(Problem to work on) Put each line of the material below into a Markdown table with two columns, Row and Line, where Row gives the row number. Leave out blank lines.

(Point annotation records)
● ● ● ● ● ● ●
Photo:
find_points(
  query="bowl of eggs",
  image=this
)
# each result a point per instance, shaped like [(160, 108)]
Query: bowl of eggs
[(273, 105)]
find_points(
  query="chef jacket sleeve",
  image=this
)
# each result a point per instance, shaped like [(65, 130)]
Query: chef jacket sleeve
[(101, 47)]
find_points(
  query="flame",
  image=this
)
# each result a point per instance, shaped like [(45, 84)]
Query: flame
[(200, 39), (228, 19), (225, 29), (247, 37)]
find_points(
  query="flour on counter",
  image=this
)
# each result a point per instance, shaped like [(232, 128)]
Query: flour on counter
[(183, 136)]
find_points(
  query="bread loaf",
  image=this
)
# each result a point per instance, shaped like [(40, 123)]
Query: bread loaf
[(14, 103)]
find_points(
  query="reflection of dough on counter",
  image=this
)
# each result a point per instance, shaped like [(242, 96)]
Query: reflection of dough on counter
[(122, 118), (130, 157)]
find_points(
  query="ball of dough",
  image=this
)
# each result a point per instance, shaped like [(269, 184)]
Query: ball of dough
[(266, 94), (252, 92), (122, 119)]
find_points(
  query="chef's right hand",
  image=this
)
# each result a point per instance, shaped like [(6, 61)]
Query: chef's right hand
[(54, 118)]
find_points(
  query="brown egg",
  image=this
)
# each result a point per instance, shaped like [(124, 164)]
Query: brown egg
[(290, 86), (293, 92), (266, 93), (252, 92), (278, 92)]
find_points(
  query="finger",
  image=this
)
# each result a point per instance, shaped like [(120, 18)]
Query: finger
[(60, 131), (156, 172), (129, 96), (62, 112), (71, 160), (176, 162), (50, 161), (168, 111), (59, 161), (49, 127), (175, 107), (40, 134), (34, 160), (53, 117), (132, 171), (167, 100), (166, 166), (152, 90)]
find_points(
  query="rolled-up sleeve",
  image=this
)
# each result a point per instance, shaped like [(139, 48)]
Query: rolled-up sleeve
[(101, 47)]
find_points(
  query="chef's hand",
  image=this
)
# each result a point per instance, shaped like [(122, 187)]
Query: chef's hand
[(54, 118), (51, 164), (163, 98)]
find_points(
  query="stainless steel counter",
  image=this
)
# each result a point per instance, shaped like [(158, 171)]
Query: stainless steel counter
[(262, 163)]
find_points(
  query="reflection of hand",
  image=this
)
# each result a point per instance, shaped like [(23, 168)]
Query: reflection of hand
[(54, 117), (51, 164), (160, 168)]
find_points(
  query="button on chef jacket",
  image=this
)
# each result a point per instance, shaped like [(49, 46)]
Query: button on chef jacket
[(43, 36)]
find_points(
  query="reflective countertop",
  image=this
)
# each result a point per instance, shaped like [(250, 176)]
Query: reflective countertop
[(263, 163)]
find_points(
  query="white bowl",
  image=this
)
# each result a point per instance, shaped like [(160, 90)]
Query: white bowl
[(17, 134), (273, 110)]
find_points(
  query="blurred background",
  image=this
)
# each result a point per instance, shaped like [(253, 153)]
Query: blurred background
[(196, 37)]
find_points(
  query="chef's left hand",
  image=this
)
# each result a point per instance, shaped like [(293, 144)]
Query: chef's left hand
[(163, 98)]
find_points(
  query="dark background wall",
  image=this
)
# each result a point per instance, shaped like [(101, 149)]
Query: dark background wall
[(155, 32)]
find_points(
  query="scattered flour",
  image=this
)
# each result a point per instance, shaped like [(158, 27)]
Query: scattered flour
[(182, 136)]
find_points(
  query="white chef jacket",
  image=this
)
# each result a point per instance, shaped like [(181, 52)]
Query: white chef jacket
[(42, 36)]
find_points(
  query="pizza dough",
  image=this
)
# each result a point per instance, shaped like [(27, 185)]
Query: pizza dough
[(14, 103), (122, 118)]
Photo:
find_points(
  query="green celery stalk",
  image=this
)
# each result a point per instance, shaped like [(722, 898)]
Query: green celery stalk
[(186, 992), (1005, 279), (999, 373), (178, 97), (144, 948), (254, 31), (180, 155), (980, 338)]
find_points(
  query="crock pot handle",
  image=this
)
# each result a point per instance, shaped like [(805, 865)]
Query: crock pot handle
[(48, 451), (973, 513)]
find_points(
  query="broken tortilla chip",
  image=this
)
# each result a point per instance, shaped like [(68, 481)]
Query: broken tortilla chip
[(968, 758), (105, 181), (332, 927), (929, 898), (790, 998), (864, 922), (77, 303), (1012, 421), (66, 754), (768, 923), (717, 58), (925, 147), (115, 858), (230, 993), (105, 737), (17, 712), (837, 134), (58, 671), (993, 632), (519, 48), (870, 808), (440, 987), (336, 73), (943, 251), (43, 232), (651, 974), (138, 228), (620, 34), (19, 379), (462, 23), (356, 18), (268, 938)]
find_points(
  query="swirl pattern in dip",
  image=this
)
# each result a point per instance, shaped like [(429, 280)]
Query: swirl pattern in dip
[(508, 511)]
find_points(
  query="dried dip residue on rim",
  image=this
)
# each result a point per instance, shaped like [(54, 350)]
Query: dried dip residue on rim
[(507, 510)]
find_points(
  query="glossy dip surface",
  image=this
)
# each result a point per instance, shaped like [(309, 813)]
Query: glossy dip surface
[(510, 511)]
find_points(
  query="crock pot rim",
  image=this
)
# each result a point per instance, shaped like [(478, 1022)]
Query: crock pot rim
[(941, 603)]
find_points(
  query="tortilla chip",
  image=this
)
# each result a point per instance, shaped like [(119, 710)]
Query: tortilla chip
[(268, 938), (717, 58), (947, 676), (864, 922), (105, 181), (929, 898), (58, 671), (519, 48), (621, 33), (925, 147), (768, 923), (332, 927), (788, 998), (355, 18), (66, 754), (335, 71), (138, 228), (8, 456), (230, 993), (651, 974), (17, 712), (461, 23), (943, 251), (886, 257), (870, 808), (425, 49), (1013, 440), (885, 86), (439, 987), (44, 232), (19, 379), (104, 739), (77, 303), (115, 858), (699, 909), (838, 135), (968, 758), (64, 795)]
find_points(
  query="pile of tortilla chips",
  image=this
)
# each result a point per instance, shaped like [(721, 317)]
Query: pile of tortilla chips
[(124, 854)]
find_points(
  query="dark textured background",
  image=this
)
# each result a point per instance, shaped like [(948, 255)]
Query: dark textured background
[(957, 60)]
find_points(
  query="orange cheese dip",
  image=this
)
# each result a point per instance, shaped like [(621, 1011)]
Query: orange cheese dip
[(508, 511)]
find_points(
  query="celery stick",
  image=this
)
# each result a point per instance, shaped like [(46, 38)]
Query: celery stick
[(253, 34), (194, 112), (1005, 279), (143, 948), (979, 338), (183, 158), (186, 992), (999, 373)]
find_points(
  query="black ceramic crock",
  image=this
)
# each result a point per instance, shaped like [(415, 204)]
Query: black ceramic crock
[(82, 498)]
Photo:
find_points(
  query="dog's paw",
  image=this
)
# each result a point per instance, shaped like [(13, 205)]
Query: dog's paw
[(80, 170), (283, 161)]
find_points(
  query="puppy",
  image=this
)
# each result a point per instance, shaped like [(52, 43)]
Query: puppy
● ● ● ● ● ● ●
(The response)
| Row | Line |
|---|---|
| 1 | Photo: |
| 2 | find_points( |
| 3 |   query="bowl of eggs", |
| 4 |   image=this |
| 5 | ) |
| 6 | # each result a point per instance, shaped like [(160, 108)] |
| 7 | Query: bowl of eggs |
| 8 | [(273, 105)] |
| 9 | find_points( |
| 10 |   query="chef jacket sleeve", |
| 11 |   image=this |
| 12 | ) |
| 13 | # each result a point per instance, shaped like [(65, 130)] |
| 14 | Query: chef jacket sleeve |
| 15 | [(101, 47)] |
| 16 | find_points( |
| 17 |   query="flame", |
| 18 |   image=this |
| 19 | ) |
| 20 | # each result a point per instance, shaped like [(45, 84)] |
| 21 | Query: flame |
| 22 | [(200, 39), (228, 19), (225, 29), (247, 37)] |
| 23 | find_points( |
| 24 |   query="flour on counter", |
| 25 |   image=this |
| 26 | ) |
| 27 | # each result a point per instance, shaped like [(232, 128)] |
| 28 | Query: flour on counter |
| 29 | [(183, 136)] |
| 30 | find_points( |
| 31 |   query="bread loaf", |
| 32 |   image=this |
| 33 | ) |
| 34 | # each result a point per instance, shaped like [(40, 123)] |
| 35 | Query: bread loaf |
| 36 | [(14, 103)] |
| 37 | find_points( |
| 38 |   query="reflection of dough on counter", |
| 39 |   image=this |
| 40 | ) |
| 41 | # each result a point per instance, shaped like [(242, 96)] |
| 42 | Query: reflection of dough on counter |
| 43 | [(122, 118), (130, 157)] |
| 44 | find_points( |
| 45 |   query="ball of dough", |
| 46 |   image=this |
| 47 | ) |
| 48 | # each result a point per instance, shaped like [(269, 184)] |
| 49 | Query: ball of dough |
| 50 | [(266, 94), (252, 92), (122, 119)] |
| 51 | find_points( |
| 52 |   query="chef's right hand", |
| 53 |   image=this |
| 54 | ) |
| 55 | # each result a point per instance, shaped like [(6, 61)] |
| 56 | Query: chef's right hand |
| 57 | [(54, 118)] |
| 58 | find_points( |
| 59 |   query="brown egg", |
| 60 |   image=this |
| 61 | ) |
| 62 | # each result a point per instance, shaped like [(124, 164)] |
| 63 | Query: brown egg |
| 64 | [(290, 86), (293, 92), (266, 93), (252, 92), (278, 92)] |
| 65 | find_points( |
| 66 |   query="finger", |
| 67 |   image=this |
| 68 | ) |
| 69 | # each result a point per instance, shaped like [(120, 18)] |
| 70 | Query: finger |
| 71 | [(60, 131), (156, 172), (129, 96), (62, 112), (71, 160), (176, 162), (50, 161), (168, 111), (59, 161), (49, 127), (175, 107), (40, 134), (34, 160), (53, 117), (132, 171), (167, 100), (166, 166), (152, 90)] |
| 72 | find_points( |
| 73 |   query="rolled-up sleeve", |
| 74 |   image=this |
| 75 | ) |
| 76 | # each result a point per instance, shaped like [(139, 48)] |
| 77 | Query: rolled-up sleeve |
| 78 | [(101, 47)] |
| 79 | find_points( |
| 80 |   query="chef's hand", |
| 81 |   image=this |
| 82 | ) |
| 83 | # each result a point per instance, shaped like [(122, 187)] |
| 84 | Query: chef's hand |
| 85 | [(54, 118), (51, 164), (163, 98)] |
| 86 | find_points( |
| 87 |   query="stainless steel counter", |
| 88 |   image=this |
| 89 | ) |
| 90 | # each result a point per instance, shaped like [(158, 171)] |
| 91 | Query: stainless steel counter |
| 92 | [(262, 163)] |
| 93 | find_points( |
| 94 |   query="reflection of hand", |
| 95 |   image=this |
| 96 | ) |
| 97 | # each result a point per instance, shaped like [(23, 168)] |
| 98 | Query: reflection of hand |
| 99 | [(54, 117), (51, 164), (160, 168)] |
| 100 | find_points( |
| 101 |   query="button on chef jacket", |
| 102 |   image=this |
| 103 | ) |
| 104 | # each result a point per instance, shaped like [(49, 46)] |
| 105 | Query: button on chef jacket |
| 106 | [(43, 36)] |
| 107 | find_points( |
| 108 |   query="reflective countertop", |
| 109 |   image=this |
| 110 | ) |
| 111 | # each result a point per instance, shaped like [(250, 176)] |
| 112 | Query: reflective countertop |
| 113 | [(263, 163)] |
| 114 | find_points( |
| 115 |   query="white bowl", |
| 116 |   image=this |
| 117 | ) |
| 118 | # each result a point per instance, shaped like [(160, 90)] |
| 119 | Query: white bowl |
| 120 | [(17, 134), (273, 110)] |
| 121 | find_points( |
| 122 |   query="blurred background", |
| 123 |   image=this |
| 124 | ) |
| 125 | # each result a point per instance, shaped like [(253, 153)] |
| 126 | Query: blurred background |
| 127 | [(196, 37)] |
| 128 | find_points( |
| 129 |   query="chef's left hand", |
| 130 |   image=this |
| 131 | ) |
| 132 | # each result a point per instance, shaped like [(293, 144)] |
| 133 | Query: chef's left hand |
| 134 | [(163, 98)] |
| 135 | find_points( |
| 136 |   query="dark background wall", |
| 137 |   image=this |
| 138 | ) |
| 139 | # each result a point per instance, shaped like [(101, 149)] |
| 140 | Query: dark background wall |
| 141 | [(155, 32)] |
| 142 | find_points( |
| 143 |   query="scattered flour", |
| 144 |   image=this |
| 145 | ) |
| 146 | # each result a point per instance, shaped like [(158, 27)] |
| 147 | Query: scattered flour |
| 148 | [(182, 136)] |
| 149 | find_points( |
| 150 |   query="white chef jacket", |
| 151 |   image=this |
| 152 | ) |
| 153 | # each result a point per instance, shaped like [(181, 52)] |
| 154 | Query: white chef jacket |
| 155 | [(42, 36)] |
| 156 | find_points( |
| 157 |   query="pizza dough", |
| 158 |   image=this |
| 159 | ) |
| 160 | # each result a point per instance, shaped like [(27, 185)] |
| 161 | Query: pizza dough |
| 162 | [(14, 103), (122, 118)] |
| 163 | Photo: |
| 164 | find_points( |
| 165 |   query="green celery stalk", |
| 166 |   image=this |
| 167 | ) |
| 168 | # each result a point per instance, shaped like [(722, 898)] |
| 169 | Query: green celery stalk |
| 170 | [(186, 992), (1005, 279), (999, 373), (178, 97), (144, 948), (254, 31), (180, 155), (980, 338)] |
| 171 | find_points( |
| 172 |   query="crock pot handle", |
| 173 |   image=this |
| 174 | ) |
| 175 | # each result a point per instance, shaped like [(805, 865)] |
| 176 | Query: crock pot handle |
| 177 | [(48, 451), (973, 513)] |
| 178 | find_points( |
| 179 |   query="broken tortilla chip", |
| 180 |   image=this |
| 181 | ) |
| 182 | # each result a point per instance, shaped like [(68, 481)] |
| 183 | Query: broken tortilla chip |
| 184 | [(968, 758), (105, 181), (332, 927), (929, 898), (790, 998), (864, 922), (77, 303), (1012, 421), (66, 754), (768, 923), (717, 58), (925, 147), (115, 858), (230, 993), (105, 737), (17, 712), (837, 134), (58, 671), (993, 632), (519, 48), (870, 808), (440, 987), (336, 73), (943, 251), (43, 232), (651, 974), (138, 228), (620, 34), (19, 379), (462, 23), (356, 18), (268, 938)] |
| 185 | find_points( |
| 186 |   query="swirl pattern in dip", |
| 187 |   image=this |
| 188 | ) |
| 189 | # each result a point per instance, shaped like [(429, 280)] |
| 190 | Query: swirl pattern in dip |
| 191 | [(508, 511)] |
| 192 | find_points( |
| 193 |   query="dried dip residue on rim", |
| 194 |   image=this |
| 195 | ) |
| 196 | # each result a point per instance, shaped like [(54, 350)] |
| 197 | Query: dried dip residue on rim |
| 198 | [(507, 510)] |
| 199 | find_points( |
| 200 |   query="glossy dip surface", |
| 201 |   image=this |
| 202 | ) |
| 203 | # each result a point per instance, shaped like [(309, 813)] |
| 204 | Query: glossy dip surface |
| 205 | [(510, 511)] |
| 206 | find_points( |
| 207 |   query="crock pot rim", |
| 208 |   image=this |
| 209 | ) |
| 210 | # each result a point per instance, shaped like [(478, 1022)] |
| 211 | Query: crock pot rim |
| 212 | [(941, 603)] |
| 213 | find_points( |
| 214 |   query="tortilla chip", |
| 215 |   image=this |
| 216 | ) |
| 217 | # each result a point per instance, shaped like [(119, 710)] |
| 218 | Query: tortilla chip |
| 219 | [(268, 938), (717, 58), (947, 676), (864, 922), (105, 181), (929, 898), (58, 671), (519, 48), (621, 33), (925, 147), (768, 923), (332, 927), (788, 998), (355, 18), (66, 754), (335, 71), (138, 228), (8, 456), (230, 993), (651, 974), (17, 712), (461, 23), (943, 251), (886, 257), (870, 808), (425, 49), (1013, 440), (885, 86), (439, 987), (44, 232), (19, 379), (104, 739), (77, 303), (115, 858), (699, 909), (838, 135), (968, 758), (64, 795)] |
| 220 | find_points( |
| 221 |   query="pile of tortilla chips", |
| 222 |   image=this |
| 223 | ) |
| 224 | # each result a point per instance, shaped like [(721, 317)] |
| 225 | Query: pile of tortilla chips |
| 226 | [(124, 854)] |
| 227 | find_points( |
| 228 |   query="dark textured background", |
| 229 |   image=this |
| 230 | ) |
| 231 | # each result a point per instance, shaped like [(948, 255)] |
| 232 | Query: dark textured background |
| 233 | [(957, 60)] |
| 234 | find_points( |
| 235 |   query="orange cheese dip", |
| 236 |   image=this |
| 237 | ) |
| 238 | # each result a point per instance, shaped like [(621, 1011)] |
| 239 | Query: orange cheese dip |
| 240 | [(508, 511)] |
| 241 | find_points( |
| 242 |   query="celery stick", |
| 243 |   image=this |
| 244 | ) |
| 245 | # each result a point per instance, shaped like [(46, 38)] |
| 246 | Query: celery stick |
| 247 | [(253, 34), (194, 112), (1005, 279), (143, 948), (979, 338), (183, 158), (186, 992), (999, 373)] |
| 248 | find_points( |
| 249 |   query="black ceramic crock", |
| 250 |   image=this |
| 251 | ) |
| 252 | # each result a point per instance, shaped like [(415, 204)] |
| 253 | Query: black ceramic crock |
| 254 | [(82, 498)] |
| 255 | Photo: |
| 256 | find_points( |
| 257 |   query="dog's paw", |
| 258 |   image=this |
| 259 | ) |
| 260 | # each result a point per instance, shaped like [(13, 205)] |
| 261 | Query: dog's paw |
| 262 | [(80, 170), (283, 161)] |
| 263 | find_points( |
| 264 |   query="puppy", |
| 265 |   image=this |
| 266 | ) |
| 267 | # each result a point per instance, shaped like [(52, 43)] |
| 268 | Query: puppy |